-- DATA SECTION --
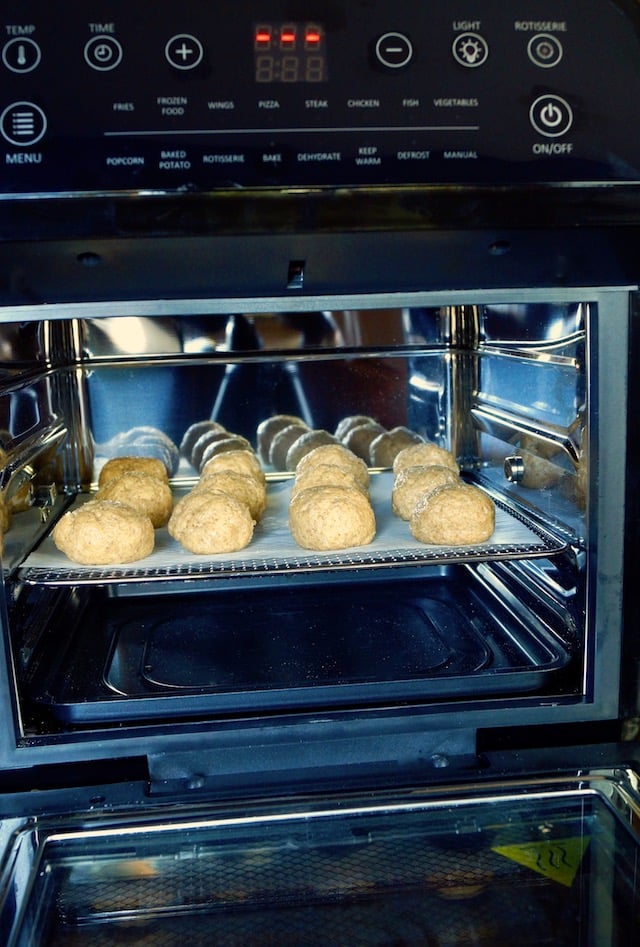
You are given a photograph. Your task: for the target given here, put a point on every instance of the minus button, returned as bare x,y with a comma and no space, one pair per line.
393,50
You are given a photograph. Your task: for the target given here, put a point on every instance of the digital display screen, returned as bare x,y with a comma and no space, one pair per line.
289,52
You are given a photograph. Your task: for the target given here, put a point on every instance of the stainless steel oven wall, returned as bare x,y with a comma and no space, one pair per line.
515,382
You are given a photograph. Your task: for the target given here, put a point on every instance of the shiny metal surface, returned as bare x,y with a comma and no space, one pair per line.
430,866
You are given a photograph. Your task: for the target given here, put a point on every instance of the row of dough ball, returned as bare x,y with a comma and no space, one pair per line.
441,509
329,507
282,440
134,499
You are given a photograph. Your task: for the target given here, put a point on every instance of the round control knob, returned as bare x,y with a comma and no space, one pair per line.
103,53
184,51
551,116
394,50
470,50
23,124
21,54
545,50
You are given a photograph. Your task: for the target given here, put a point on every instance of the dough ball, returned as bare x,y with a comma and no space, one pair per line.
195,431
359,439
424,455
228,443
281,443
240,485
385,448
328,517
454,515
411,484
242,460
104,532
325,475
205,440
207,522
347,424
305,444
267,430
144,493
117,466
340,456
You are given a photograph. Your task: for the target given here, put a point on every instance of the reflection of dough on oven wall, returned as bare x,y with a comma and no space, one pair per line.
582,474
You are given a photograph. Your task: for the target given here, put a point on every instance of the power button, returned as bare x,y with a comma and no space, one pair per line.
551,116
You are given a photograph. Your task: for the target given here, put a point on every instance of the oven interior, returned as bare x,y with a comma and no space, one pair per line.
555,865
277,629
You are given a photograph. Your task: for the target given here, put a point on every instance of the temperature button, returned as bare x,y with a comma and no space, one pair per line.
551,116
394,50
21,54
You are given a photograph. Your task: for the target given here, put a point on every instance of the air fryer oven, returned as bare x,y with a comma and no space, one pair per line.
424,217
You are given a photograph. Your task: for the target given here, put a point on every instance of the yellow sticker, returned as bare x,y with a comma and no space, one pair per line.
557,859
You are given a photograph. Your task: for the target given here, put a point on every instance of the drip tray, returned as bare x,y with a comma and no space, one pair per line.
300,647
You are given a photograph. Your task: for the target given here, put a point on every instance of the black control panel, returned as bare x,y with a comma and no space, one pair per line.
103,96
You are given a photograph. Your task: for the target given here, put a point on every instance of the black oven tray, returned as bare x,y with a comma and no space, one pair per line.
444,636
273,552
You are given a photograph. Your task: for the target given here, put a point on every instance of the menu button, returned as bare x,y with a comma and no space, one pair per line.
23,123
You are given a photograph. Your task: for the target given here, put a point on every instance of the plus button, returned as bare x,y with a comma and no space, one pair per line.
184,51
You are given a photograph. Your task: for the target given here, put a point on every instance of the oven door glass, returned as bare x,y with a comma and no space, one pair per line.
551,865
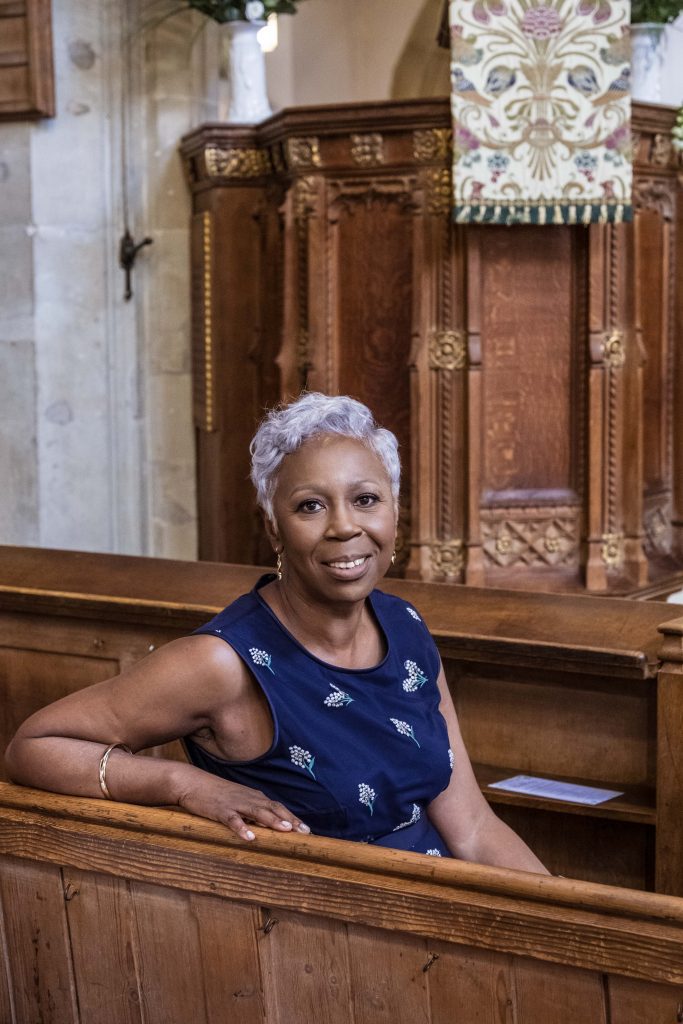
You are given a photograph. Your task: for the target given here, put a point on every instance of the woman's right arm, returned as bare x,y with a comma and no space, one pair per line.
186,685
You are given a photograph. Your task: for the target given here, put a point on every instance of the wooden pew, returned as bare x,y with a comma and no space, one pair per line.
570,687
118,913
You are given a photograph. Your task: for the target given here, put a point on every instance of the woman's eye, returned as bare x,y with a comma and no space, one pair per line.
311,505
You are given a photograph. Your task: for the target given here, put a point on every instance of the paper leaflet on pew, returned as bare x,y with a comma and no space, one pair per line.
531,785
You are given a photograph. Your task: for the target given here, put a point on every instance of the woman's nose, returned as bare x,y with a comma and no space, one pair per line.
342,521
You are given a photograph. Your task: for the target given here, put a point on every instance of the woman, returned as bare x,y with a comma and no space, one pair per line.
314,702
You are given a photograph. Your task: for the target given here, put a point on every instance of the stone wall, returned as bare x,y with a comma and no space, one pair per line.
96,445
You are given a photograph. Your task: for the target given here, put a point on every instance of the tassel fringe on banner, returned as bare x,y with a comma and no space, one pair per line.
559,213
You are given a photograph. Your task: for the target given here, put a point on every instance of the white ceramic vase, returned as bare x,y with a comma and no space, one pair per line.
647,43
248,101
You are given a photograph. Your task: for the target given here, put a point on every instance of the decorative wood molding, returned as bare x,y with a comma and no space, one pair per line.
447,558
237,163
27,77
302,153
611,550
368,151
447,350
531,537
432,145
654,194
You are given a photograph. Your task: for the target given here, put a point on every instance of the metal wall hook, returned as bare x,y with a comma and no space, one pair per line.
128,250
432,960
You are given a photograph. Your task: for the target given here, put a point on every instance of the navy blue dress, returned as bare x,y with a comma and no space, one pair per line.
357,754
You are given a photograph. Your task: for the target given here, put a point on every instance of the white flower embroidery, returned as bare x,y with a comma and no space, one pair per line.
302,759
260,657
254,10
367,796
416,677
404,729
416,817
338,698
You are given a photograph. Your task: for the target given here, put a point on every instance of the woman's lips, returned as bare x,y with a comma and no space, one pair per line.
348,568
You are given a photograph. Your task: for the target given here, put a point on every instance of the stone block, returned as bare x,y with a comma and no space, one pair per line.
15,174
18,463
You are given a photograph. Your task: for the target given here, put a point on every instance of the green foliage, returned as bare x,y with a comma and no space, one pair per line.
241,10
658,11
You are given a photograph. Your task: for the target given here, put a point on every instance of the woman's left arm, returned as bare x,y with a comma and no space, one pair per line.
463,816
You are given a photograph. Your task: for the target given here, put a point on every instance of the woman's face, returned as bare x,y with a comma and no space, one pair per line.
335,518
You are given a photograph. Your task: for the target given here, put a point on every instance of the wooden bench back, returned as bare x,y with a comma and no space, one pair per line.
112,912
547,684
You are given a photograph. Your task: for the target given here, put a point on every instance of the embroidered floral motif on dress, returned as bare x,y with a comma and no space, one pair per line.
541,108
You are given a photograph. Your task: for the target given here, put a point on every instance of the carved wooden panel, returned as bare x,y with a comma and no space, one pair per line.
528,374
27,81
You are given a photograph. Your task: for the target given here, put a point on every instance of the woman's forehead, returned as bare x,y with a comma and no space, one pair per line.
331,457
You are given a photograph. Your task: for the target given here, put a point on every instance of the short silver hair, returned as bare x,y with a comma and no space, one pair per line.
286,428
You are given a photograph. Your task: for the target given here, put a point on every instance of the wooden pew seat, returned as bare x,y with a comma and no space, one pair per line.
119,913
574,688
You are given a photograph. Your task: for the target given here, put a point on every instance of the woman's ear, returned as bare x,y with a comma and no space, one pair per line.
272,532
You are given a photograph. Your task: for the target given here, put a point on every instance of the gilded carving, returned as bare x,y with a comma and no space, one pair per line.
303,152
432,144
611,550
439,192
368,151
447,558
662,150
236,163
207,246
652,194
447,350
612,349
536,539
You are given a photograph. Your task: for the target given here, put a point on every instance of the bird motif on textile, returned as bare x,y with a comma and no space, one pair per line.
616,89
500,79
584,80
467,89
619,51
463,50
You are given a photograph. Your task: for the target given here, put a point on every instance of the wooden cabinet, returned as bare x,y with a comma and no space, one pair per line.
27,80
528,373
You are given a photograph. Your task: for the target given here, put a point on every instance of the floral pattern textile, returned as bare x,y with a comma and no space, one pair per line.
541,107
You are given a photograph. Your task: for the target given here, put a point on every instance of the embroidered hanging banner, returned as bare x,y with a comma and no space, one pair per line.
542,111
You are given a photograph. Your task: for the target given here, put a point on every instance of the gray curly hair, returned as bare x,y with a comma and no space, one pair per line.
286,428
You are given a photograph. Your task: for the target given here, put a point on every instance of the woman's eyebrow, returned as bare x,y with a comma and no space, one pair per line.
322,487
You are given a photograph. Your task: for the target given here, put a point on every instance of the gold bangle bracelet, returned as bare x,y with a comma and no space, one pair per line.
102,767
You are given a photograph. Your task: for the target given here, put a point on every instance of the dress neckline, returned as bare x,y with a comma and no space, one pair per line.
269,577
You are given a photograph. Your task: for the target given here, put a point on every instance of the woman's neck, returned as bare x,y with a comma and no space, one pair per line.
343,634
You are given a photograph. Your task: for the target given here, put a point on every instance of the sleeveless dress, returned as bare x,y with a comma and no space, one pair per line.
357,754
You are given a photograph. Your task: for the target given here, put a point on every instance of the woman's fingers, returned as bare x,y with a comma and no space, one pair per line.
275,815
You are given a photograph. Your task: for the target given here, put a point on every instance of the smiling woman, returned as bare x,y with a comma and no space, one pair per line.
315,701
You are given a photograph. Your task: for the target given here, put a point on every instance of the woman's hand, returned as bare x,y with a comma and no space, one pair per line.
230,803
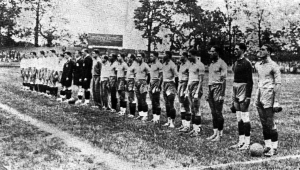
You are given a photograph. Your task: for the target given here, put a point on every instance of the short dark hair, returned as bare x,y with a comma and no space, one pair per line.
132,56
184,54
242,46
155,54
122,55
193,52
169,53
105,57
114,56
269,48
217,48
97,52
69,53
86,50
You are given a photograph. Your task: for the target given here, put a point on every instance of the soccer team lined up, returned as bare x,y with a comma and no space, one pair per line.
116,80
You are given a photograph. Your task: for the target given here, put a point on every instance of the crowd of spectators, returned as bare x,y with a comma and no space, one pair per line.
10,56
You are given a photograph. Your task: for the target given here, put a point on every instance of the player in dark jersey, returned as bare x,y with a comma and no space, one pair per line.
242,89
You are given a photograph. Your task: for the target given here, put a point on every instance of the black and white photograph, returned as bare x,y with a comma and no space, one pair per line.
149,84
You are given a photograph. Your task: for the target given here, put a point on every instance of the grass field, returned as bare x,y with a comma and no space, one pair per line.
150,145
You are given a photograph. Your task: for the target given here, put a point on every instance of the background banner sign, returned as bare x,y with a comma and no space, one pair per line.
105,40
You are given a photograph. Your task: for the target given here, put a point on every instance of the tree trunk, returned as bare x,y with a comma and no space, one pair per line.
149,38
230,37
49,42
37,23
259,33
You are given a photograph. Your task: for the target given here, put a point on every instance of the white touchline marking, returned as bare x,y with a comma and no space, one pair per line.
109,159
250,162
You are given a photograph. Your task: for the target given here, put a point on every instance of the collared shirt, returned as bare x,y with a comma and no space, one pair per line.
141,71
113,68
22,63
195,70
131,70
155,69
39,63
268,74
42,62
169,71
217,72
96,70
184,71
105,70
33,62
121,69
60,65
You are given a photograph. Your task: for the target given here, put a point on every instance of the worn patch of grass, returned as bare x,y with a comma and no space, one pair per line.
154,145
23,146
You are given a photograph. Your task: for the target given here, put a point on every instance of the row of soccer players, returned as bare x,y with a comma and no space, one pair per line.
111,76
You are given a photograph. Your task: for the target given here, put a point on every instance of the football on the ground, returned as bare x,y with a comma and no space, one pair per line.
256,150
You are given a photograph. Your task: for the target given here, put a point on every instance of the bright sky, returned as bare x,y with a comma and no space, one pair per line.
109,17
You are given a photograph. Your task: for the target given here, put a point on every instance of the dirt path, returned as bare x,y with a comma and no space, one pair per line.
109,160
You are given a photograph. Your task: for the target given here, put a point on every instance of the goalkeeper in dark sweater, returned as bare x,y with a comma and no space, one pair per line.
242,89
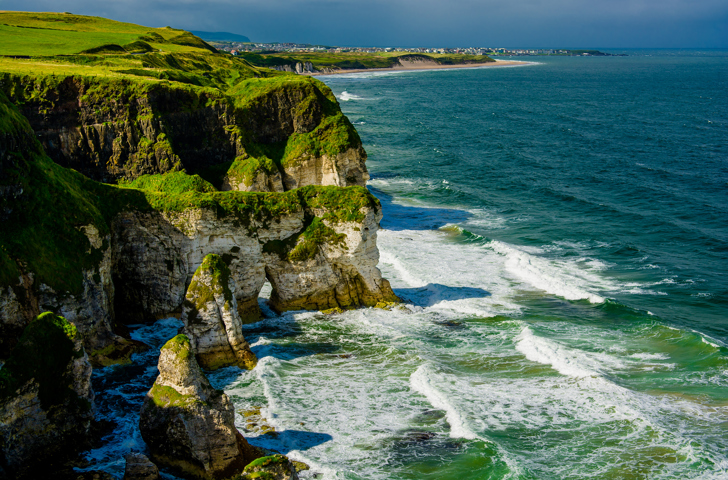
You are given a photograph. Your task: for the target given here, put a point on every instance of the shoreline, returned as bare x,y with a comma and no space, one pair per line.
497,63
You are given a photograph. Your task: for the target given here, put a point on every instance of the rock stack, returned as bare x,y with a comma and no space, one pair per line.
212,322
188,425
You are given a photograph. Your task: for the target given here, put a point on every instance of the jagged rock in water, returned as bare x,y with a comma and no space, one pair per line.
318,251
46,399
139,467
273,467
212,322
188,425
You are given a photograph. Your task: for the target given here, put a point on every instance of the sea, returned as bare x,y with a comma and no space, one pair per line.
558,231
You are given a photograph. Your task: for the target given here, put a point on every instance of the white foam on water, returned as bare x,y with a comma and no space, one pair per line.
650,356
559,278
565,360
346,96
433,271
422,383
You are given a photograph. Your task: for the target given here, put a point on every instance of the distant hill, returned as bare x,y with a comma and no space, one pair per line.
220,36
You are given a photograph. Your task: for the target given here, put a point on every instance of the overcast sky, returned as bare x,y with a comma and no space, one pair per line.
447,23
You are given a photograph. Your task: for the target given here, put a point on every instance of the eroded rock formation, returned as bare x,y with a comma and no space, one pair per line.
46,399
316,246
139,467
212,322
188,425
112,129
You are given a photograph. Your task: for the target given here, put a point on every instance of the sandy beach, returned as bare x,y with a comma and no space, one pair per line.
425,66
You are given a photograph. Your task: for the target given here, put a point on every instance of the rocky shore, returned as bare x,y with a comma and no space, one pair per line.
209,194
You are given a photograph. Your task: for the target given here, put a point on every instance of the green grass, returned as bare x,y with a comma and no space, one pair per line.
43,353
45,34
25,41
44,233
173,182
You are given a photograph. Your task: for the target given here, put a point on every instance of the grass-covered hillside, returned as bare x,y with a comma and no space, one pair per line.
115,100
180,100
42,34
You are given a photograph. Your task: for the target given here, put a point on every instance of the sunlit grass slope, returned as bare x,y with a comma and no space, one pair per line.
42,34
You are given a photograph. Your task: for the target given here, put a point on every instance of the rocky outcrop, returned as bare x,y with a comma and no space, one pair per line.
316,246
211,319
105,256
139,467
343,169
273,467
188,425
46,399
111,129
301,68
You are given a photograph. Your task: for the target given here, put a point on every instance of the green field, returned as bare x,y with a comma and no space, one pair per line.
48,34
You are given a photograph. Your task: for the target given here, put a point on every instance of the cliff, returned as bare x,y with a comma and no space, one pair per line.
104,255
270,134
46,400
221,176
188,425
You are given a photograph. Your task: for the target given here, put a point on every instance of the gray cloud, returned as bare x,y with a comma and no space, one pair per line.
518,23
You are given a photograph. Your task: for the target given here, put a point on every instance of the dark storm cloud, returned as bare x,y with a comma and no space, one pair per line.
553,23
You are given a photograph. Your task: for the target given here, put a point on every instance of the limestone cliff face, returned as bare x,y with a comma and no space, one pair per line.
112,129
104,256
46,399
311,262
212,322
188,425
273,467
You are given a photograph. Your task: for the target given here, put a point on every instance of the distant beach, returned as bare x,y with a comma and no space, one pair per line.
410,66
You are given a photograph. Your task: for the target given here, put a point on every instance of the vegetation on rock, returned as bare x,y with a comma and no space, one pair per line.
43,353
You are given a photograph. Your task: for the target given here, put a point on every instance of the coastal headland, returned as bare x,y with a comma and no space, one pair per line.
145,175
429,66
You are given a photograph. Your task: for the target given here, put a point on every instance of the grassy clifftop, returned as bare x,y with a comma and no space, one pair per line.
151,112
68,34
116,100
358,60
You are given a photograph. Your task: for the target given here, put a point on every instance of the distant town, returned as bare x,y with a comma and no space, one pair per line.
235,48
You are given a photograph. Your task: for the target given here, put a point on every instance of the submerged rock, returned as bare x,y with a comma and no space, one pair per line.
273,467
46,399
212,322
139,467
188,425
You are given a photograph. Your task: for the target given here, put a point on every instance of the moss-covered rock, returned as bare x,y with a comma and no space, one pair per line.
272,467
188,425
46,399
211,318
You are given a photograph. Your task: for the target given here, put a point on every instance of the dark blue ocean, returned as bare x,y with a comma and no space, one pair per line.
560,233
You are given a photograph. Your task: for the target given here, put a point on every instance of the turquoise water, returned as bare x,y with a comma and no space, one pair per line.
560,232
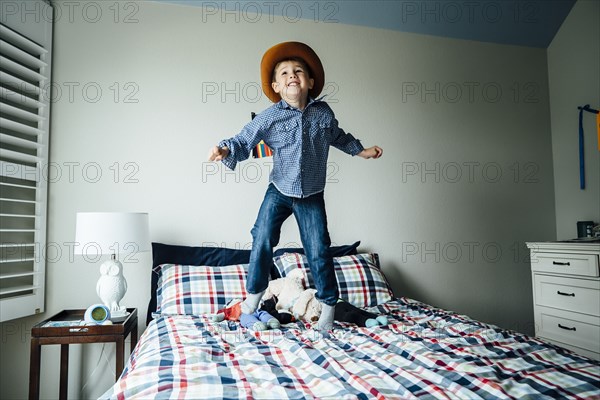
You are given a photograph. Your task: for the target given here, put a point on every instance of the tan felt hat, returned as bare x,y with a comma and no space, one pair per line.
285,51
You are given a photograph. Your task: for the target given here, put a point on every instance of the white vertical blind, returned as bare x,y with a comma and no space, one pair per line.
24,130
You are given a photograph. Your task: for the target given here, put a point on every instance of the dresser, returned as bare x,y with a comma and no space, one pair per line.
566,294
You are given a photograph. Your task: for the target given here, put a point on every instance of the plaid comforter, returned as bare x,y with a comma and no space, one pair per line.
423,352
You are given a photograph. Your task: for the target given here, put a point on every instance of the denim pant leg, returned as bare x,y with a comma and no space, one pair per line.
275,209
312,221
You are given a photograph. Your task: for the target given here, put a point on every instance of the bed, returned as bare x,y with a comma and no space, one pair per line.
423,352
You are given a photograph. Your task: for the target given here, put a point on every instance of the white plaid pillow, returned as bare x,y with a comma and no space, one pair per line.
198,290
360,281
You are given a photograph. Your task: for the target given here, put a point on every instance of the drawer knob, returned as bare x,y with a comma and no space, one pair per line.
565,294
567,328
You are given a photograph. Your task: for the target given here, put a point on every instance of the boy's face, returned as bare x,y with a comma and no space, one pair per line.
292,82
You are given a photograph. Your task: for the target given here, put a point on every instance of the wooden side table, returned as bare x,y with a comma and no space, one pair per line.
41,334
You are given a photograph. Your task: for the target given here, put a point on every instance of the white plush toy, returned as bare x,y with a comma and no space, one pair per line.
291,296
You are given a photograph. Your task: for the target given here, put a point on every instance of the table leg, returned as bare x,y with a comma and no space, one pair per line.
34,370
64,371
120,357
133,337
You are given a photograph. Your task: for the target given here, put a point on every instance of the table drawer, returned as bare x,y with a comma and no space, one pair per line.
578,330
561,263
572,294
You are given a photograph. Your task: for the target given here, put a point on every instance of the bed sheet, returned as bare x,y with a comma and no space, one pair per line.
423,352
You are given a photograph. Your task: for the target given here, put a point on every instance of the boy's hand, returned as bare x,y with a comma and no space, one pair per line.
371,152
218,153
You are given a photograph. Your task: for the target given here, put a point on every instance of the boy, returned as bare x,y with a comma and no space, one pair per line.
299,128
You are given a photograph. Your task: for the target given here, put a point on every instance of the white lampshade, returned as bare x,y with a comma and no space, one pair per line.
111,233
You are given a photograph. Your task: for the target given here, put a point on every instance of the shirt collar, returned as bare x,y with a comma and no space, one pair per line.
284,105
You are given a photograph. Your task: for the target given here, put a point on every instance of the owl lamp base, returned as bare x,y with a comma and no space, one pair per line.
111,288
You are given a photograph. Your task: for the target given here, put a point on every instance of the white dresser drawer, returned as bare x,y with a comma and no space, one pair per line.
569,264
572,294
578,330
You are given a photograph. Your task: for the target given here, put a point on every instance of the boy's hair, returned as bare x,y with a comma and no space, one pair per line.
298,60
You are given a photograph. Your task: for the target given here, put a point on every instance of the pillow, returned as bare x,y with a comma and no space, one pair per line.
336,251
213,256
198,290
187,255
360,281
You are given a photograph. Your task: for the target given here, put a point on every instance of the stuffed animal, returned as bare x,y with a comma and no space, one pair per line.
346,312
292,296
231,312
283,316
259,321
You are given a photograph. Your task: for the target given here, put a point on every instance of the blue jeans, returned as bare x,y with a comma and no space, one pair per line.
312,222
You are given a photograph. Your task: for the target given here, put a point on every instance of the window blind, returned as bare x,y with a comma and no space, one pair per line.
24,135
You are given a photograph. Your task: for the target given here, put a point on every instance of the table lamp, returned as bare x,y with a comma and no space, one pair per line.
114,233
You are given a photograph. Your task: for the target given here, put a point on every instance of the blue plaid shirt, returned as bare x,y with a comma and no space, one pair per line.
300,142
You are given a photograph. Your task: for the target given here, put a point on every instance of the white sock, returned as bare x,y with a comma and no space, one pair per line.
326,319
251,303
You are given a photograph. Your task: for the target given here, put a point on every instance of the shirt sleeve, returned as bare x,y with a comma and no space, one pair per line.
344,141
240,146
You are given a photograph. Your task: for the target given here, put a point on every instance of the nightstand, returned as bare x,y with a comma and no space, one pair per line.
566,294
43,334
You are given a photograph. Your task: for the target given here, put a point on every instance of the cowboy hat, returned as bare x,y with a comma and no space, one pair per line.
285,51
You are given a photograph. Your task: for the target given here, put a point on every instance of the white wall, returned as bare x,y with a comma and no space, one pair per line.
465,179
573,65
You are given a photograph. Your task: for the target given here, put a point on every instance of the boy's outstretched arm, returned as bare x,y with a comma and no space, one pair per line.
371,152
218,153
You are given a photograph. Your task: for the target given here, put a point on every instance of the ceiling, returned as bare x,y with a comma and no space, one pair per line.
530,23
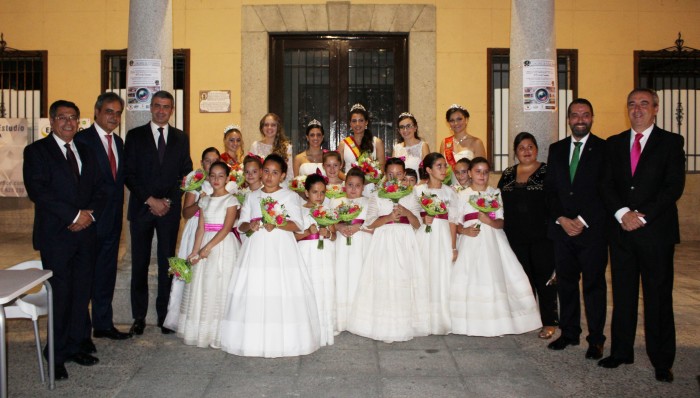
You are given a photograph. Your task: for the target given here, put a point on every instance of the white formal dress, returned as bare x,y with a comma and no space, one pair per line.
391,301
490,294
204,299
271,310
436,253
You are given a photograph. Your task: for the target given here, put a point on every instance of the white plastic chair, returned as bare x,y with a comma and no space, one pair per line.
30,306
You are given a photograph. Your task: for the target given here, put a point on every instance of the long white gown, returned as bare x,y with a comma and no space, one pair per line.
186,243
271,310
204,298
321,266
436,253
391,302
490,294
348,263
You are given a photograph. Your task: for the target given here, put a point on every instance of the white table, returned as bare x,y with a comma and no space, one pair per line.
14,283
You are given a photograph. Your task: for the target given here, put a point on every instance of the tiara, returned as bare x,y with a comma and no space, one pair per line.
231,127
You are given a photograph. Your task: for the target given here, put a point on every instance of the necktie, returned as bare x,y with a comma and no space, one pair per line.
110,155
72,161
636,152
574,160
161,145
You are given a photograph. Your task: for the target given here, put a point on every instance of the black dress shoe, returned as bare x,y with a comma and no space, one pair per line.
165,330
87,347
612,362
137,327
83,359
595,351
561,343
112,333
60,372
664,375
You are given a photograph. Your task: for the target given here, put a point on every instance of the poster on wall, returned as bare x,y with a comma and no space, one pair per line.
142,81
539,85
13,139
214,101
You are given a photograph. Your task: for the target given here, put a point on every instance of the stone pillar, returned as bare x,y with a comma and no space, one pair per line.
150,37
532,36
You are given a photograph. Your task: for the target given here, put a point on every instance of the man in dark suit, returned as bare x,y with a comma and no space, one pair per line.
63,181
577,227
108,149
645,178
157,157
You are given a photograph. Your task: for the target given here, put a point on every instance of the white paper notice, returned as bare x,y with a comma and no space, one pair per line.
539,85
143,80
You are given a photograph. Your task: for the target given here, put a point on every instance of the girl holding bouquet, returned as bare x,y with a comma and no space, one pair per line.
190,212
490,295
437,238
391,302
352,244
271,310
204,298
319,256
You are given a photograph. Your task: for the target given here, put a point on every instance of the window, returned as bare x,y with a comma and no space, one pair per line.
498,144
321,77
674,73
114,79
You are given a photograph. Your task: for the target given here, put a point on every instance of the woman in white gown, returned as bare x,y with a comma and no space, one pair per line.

-- DIRECTIONS FOR THIS TASK --
Only the line containing "the window, returned" and the lines after it, through the end of the data, should be copied, exactly as they are.

-- EXERCISE RESULT --
You are given a photograph. Your task: for the target given here, put a point on every instance of the window, returned as bare x,y with a comma and no space, one pair per line.
498,144
321,77
674,73
114,79
You are given a photograph. Your task: for the target given here, put a point on every instance of the woman in white gown, returned as bare x,y with a comma and no space, one pair per line.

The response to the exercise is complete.